Passage provided:

----

Despite this one huge difference, in just about every other way a string works pretty much like a list. Both are sequential data types, with a set of features shared by all sequential data types.  

### Indexing and Slicing
Sequences inherently have **order**. When referring to an item in the sequence, we refer to its **position** in the sequence. There is always a first item, a second item, etc.

In Python we use the `[]` operator to **index** the string (or list, tuple, etc.):

In [None]:
'Google'[3] # the 3rd index or 4th character of the string 

'g'

Those of you who are counting will notice that 'g' is the fourth character in 'Google.' Python starts counting from 0, not 1 when indexing a sequence. 

In [None]:
'Google'[0] # indexing in Python always starts at zero 

'G'

We can even use negative numbers as indexes:    

In [None]:
'Google'[-2] # negative indexing we work in reverse

'l'

For negative indexes it works backwards from the end, with `[-1]` representing the last character.  To find out how many characters are in a string, use the `len()` function.

In [None]:
len('Google')

6

Sometimes we want more than one character at a time. For that use a **slice** instead of an index:

In [None]:
'Google'[2:4] # second index up to but not including 4th index 

'og'

A slice `[a:b]` returns the substring starting with position `a` up to position `b-1`. So, `[2:4]` is asking for whatever is in positions 2 and 3 returned as a new string literal, which in this case is 'og'.

### Traversal
**Traversal** is what we call iteration over the items in a sequence. It is exactly what you might imagine: 

In [None]:
for c in "Google":
    print(c.upper())

G
O
O
G
L
E


We can do whatever we want inside the loop body except modify the string. 

Traversal is actually a more generally applicable task that we will return to in Lesson 11 when we consider tree structured data. 

### **Pulse Check ...**
**1. What does the following code do?** You will likely want to consult the [Python docs](https://docs.python.org/3/library/functions.html#slice). Be sure to explain what the third slice argument does.

----

Data shown:
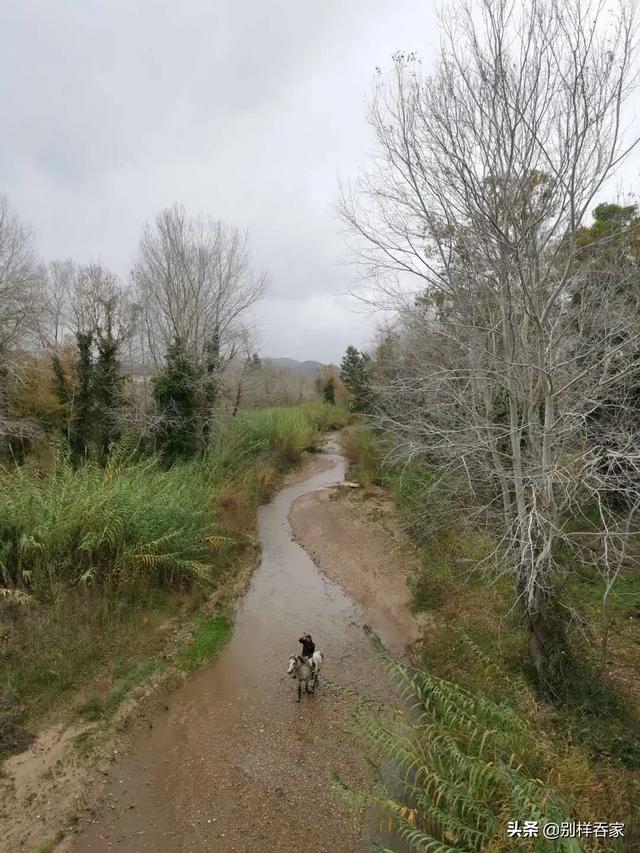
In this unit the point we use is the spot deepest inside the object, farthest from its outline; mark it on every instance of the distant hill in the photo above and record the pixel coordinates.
(305, 368)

----

Stated goal 1:
According to the sequences lesson, which function reports how many characters are in a string?
Stated goal 2:
Duplicate the stretch of the sequences lesson from "We can do whatever" through "slice argument does.".
Rely on the sequences lesson alone and leave the material aside.

Exercise solution 1:
The `len()` function.

Exercise solution 2:
We can do whatever we want inside the loop body except modify the string. 

Traversal is actually a more generally applicable task that we will return to in Lesson 11 when we consider tree structured data. 

### **Pulse Check ...**
**1. What does the following code do?** You will likely want to consult the [Python docs](https://docs.python.org/3/library/functions.html#slice). Be sure to explain what the third slice argument does.